BEGIN

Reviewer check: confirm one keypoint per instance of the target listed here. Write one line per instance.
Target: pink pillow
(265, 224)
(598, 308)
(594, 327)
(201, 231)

END

All of the material above should be reproduced exactly.

Reviewer check: confirm one keypoint per instance of the target listed here. Write one line per instance.
Target: pink pillow
(265, 224)
(598, 308)
(594, 327)
(201, 231)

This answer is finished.